- **PROVIDED RECORDS**:
== Segment start ==

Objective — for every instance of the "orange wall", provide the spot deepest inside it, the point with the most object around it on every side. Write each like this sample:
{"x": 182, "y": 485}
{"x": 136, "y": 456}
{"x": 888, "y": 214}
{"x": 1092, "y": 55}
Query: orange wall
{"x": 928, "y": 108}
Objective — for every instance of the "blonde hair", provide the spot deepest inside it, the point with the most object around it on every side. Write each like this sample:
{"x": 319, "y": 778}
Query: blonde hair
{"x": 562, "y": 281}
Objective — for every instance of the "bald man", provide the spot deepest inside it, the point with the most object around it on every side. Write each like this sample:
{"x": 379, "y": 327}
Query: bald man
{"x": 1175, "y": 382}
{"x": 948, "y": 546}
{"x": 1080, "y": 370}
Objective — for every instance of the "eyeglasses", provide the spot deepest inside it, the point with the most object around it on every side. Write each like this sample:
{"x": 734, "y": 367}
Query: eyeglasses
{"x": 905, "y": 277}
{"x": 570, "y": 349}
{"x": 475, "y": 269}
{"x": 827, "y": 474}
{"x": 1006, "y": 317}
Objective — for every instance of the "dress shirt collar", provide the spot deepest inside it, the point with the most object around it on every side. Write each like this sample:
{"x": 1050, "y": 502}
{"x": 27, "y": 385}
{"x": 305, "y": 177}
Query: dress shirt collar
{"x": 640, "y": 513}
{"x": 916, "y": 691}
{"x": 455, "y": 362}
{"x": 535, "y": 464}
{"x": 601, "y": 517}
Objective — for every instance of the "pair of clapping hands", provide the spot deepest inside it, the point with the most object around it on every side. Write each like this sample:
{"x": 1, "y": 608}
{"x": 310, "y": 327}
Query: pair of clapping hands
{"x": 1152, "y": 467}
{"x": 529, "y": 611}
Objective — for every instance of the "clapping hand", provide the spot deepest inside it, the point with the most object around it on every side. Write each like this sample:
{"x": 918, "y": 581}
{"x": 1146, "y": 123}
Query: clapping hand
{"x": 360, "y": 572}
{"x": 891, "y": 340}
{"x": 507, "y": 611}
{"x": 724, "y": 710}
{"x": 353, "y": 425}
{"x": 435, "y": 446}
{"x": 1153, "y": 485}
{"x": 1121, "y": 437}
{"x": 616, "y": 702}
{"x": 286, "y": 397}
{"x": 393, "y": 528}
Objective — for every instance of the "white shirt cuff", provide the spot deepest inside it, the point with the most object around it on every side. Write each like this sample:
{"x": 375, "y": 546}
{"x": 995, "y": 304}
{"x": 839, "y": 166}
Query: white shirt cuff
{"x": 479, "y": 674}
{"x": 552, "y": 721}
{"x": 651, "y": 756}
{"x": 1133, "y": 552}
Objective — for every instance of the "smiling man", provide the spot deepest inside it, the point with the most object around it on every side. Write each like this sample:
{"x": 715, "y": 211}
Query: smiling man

== Segment end ==
== Segment start ==

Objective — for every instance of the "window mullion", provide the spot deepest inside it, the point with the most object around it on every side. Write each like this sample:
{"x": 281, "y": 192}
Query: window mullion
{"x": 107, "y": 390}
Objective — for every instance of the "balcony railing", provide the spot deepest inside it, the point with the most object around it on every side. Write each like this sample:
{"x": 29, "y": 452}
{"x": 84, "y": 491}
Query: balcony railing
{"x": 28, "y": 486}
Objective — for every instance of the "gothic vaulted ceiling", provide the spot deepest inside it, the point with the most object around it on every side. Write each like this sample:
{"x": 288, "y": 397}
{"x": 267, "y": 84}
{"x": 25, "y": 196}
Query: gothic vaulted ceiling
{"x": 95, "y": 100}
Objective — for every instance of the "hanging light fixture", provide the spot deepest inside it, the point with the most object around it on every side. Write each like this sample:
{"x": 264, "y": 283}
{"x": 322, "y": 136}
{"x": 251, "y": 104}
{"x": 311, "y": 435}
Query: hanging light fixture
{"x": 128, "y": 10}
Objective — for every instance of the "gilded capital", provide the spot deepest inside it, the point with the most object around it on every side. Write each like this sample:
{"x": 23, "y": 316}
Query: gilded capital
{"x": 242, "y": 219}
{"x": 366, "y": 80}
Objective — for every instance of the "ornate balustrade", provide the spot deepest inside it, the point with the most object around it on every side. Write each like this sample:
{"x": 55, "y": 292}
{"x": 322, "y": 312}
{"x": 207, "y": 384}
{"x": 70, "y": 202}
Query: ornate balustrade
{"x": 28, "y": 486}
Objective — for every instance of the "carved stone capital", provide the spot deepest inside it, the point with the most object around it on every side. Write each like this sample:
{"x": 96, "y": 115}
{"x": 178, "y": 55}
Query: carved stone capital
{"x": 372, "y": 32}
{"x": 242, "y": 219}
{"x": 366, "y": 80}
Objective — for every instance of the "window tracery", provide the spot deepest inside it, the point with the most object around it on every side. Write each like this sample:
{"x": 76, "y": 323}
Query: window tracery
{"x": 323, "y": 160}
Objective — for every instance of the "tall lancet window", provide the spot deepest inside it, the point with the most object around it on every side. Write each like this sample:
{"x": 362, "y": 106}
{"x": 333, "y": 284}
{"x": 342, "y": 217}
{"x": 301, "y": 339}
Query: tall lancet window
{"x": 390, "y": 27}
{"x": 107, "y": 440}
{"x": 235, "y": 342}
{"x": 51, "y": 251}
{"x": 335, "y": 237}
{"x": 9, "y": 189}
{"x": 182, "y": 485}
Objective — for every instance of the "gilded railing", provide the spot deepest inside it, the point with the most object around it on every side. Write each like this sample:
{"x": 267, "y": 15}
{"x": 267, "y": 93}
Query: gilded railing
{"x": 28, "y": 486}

== Segment end ==
== Segment start ==

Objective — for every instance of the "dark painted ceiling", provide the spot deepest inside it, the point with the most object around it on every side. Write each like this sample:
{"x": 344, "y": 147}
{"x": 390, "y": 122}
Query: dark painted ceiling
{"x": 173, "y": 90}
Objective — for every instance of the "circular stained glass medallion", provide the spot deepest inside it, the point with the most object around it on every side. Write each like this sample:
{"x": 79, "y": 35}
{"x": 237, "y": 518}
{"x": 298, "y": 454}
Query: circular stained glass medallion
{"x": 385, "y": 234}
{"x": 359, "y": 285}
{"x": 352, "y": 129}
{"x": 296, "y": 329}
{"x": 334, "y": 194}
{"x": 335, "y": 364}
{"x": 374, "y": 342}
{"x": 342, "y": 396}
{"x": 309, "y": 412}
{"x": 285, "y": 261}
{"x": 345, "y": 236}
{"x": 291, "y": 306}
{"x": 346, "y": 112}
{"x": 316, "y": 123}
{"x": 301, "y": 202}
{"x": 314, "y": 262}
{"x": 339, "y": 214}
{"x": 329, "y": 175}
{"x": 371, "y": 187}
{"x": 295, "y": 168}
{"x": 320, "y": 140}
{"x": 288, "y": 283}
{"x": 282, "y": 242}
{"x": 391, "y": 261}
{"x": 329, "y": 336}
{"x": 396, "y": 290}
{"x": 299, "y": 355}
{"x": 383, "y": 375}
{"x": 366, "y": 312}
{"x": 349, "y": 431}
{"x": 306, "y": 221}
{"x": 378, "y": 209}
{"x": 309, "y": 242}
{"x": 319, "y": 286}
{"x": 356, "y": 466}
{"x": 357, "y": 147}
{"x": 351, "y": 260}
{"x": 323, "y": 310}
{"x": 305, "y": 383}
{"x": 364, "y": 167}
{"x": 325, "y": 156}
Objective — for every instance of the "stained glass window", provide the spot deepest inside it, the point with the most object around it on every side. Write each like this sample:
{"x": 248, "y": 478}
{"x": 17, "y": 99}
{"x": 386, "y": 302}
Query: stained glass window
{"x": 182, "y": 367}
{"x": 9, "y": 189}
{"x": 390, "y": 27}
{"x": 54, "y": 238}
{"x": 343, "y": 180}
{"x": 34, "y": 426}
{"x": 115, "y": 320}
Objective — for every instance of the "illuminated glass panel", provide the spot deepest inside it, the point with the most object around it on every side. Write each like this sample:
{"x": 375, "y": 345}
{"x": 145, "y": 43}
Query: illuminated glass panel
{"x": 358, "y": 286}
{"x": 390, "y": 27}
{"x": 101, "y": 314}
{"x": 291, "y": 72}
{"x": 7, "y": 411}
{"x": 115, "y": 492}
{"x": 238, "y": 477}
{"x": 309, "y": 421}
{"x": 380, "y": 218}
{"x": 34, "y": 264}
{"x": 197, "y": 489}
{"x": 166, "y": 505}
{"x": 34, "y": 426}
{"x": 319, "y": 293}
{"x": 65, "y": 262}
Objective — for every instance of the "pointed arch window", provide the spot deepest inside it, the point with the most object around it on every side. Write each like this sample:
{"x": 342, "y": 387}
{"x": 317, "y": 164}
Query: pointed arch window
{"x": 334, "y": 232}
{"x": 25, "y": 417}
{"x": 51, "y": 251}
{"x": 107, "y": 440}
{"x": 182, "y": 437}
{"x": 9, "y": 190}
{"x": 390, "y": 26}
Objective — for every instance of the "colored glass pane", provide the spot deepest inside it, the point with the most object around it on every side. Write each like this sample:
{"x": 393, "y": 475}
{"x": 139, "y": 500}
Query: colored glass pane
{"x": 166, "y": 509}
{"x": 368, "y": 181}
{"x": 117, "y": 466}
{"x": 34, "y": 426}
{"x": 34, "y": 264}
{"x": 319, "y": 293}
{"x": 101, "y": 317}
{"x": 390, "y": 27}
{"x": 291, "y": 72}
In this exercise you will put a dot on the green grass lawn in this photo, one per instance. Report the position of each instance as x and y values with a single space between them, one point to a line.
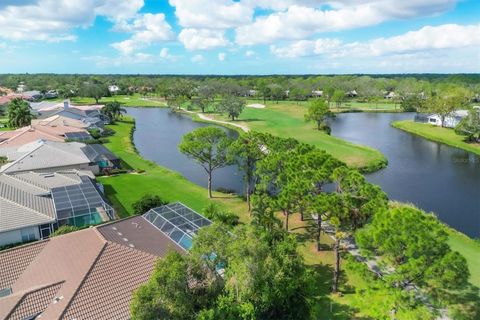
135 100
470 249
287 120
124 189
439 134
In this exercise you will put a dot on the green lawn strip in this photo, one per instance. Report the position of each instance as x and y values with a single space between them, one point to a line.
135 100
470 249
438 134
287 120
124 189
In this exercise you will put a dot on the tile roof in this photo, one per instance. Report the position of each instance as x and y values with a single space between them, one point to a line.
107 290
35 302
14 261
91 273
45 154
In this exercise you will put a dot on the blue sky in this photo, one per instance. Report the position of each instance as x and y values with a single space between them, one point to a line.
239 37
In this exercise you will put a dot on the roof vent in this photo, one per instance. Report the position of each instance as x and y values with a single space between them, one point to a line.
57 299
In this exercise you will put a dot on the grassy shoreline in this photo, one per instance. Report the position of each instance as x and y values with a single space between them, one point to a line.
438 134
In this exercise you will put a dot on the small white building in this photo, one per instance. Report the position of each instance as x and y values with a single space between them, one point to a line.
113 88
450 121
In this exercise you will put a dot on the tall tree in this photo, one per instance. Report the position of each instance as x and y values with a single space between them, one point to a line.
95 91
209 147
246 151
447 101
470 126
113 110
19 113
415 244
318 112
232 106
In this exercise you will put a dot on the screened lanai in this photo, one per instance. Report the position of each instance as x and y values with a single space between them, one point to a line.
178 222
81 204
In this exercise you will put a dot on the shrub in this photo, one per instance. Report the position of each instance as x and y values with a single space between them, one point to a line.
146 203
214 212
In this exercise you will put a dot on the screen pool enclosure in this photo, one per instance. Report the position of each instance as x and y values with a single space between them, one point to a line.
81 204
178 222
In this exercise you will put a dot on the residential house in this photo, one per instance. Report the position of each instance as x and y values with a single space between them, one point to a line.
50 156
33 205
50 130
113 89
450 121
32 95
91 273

== Segment end ==

- **PROBLEM STATEMENT**: Say how many of the lines above include the word "smiling", giving the figure alone.

- **TASK SOLUTION**: 2